AIM 1: Check each statement against the Cold War passage and answer yes or no, quoting the deciding words from the passage. (a) The Cold War lasted from 1945 through 1991. (b) After World War II, the Allies divided Germany into three occupation zones. (c) The Soviets had withdrawn their military forces back to their own frontiers.
AIM 2: In the Cold War passage, rewrite the part that opens with the words containing "The Cold War ushered" and closes with "for the United States.", substituting "foreign alliances" for "entangling alliances".
== GIVEN PASSAGE
Following World War II, the United States became a world power. The period was known as the Cold War, which was a struggle for political supremacy between the western democratic nations (mainly the United States) and the communist Soviet Union. Presidents Truman and Eisenhower established international and domestic policies that departed from the traditional isolationist worldview and segregated national perspectives. The technological advances that emerged during the Cold War era further escalated the competition between the United States and the Soviet Union as the space race and nuclear weapon development programs worked feverishly to better the opponent.
Truman and Eisenhower led the nation at the beginning of the Cold War. The Cold War began when the United States and the other Allies divided Germany into four occupation zones following World War II. Rivalries for influence over the German territories led to disagreements during the occupation of Germany by the French, British, Russians, and Americans. Over four decades, competition between the United States and the Soviet Union involved many other countries aligning with one of the two superpowers.
SSUSH20 – Analyze U.S. international and domestic policies including their influences on technological advancements and social changes during the Truman and Eisenhower administrations. a. Analyze the international policies and actions developed as a response to the Cold War including containment, the Marshall Plan, the Truman Doctrine, and the Korean War.
The Soviet Union controlled the eastern half of Europe after World War II and, despite promises, showed no desire to allow free elections in the area that they controlled. In fact, the Soviets had not withdrawn their military forces back to their own frontiers. These implicit threats of force by the Soviet Union led to a state of tension between the United States and the Soviet Union that became known as the Cold War, which lasted from 1945 through 1991.
The Cold War ushered in a new approach to foreign affairs by the United States. Until the Truman administration, the nation had followed the precedent and recommendation of George Washington to not get involved in entangling alliances. U.S. involvement in wars had, for the most part, been a reluctant last resort. The United States did not take a leadership role in foreign affairs until after World War II. President Truman recognized America's new responsibility to use its vast resources to combat the spread of communism, which would in turn provide greater security for the United States.
====
== RECORD SET
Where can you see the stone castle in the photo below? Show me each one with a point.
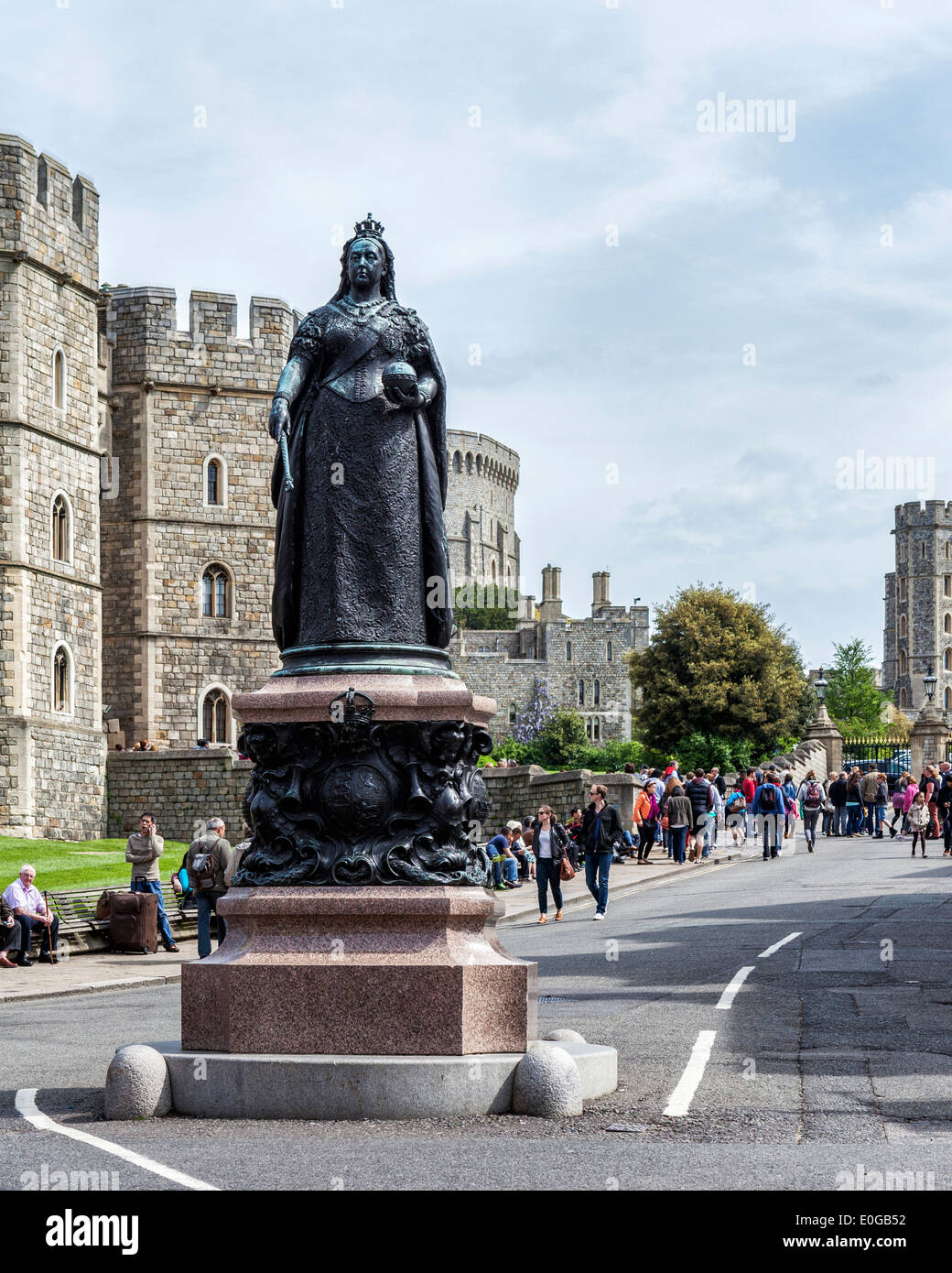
====
== RECORD SET
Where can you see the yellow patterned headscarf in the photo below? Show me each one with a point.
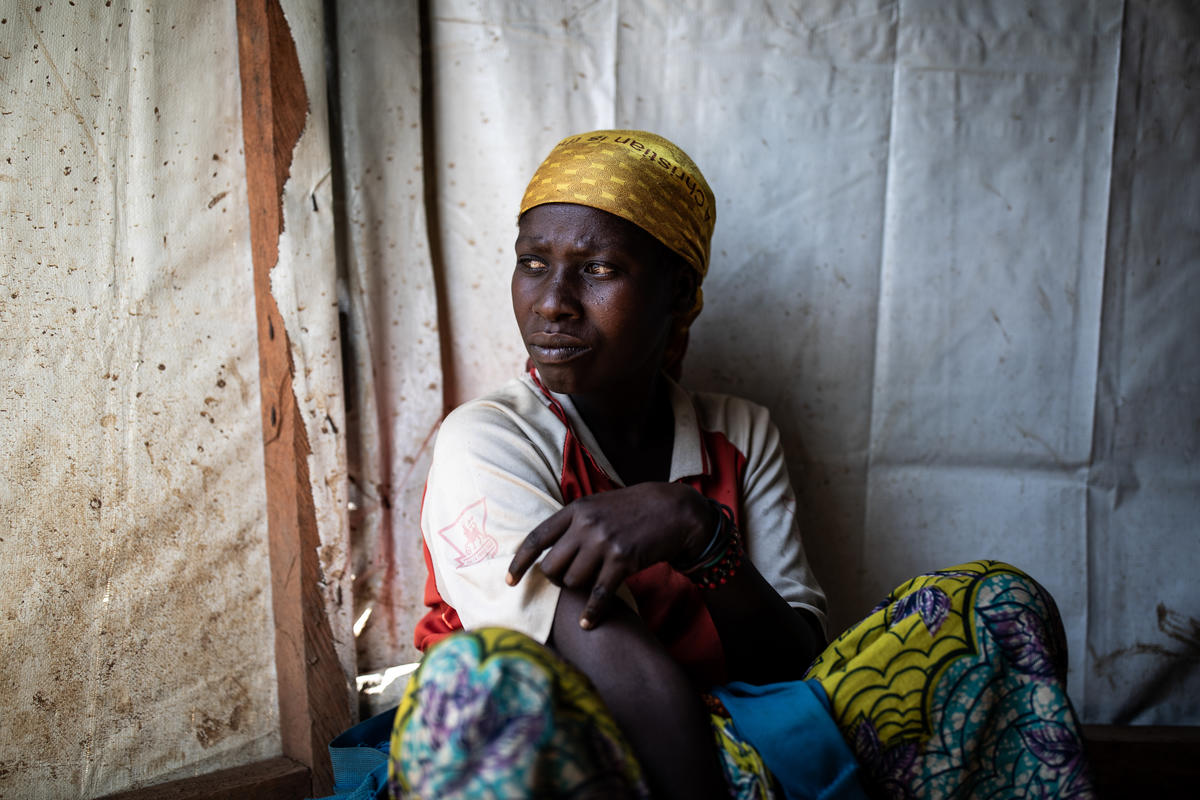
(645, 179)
====
== RECORD SET
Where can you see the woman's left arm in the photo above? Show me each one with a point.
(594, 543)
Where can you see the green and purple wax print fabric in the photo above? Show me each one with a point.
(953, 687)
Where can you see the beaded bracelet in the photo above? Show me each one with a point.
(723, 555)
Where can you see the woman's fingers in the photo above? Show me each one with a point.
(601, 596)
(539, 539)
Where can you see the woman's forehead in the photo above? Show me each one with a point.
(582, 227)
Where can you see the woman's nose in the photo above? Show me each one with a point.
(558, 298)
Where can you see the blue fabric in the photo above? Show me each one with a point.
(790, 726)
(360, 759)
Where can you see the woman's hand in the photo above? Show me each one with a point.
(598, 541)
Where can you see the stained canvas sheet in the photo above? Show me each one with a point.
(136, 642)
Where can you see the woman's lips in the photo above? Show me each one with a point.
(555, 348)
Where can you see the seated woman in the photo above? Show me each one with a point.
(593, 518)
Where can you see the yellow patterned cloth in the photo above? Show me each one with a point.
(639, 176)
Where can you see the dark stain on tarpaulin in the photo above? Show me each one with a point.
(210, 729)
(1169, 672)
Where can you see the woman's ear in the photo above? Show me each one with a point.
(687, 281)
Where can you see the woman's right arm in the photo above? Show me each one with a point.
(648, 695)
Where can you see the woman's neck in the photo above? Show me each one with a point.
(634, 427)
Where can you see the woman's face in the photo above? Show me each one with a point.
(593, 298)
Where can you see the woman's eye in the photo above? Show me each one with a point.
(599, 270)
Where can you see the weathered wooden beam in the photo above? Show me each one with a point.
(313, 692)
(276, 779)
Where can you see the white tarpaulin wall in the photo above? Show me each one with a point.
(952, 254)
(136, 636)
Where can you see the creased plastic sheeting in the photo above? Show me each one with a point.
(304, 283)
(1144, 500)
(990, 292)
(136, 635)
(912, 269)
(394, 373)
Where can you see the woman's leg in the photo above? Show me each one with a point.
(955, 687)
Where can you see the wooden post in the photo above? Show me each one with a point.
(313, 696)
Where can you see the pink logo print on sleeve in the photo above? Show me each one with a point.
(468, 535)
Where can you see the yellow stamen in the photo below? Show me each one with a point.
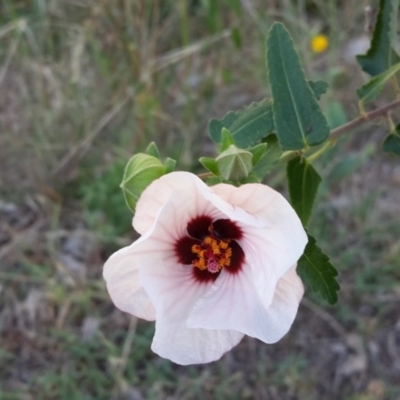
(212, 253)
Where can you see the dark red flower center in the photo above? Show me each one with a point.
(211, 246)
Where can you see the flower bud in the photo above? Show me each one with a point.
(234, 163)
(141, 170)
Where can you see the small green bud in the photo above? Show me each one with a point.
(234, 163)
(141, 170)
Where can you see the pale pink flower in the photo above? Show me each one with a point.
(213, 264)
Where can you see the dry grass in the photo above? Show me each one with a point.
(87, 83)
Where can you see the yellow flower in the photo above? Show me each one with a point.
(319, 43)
====
PROBLEM SOLUTION 1:
(a) Yes: "which lasted from 1945 through 1991"
(b) No: "divided Germany into four occupation zones following World War II"
(c) No: "the Soviets had not withdrawn their military forces back to their own frontiers"

PROBLEM SOLUTION 2:
The Cold War ushered in a new approach to foreign affairs by the United States. Until the Truman administration, the nation had followed the precedent and recommendation of George Washington to not get involved in foreign alliances. U.S. involvement in wars had, for the most part, been a reluctant last resort. The United States did not take a leadership role in foreign affairs until after World War II. President Truman recognized America's new responsibility to use its vast resources to combat the spread of communism, which would in turn provide greater security for the United States.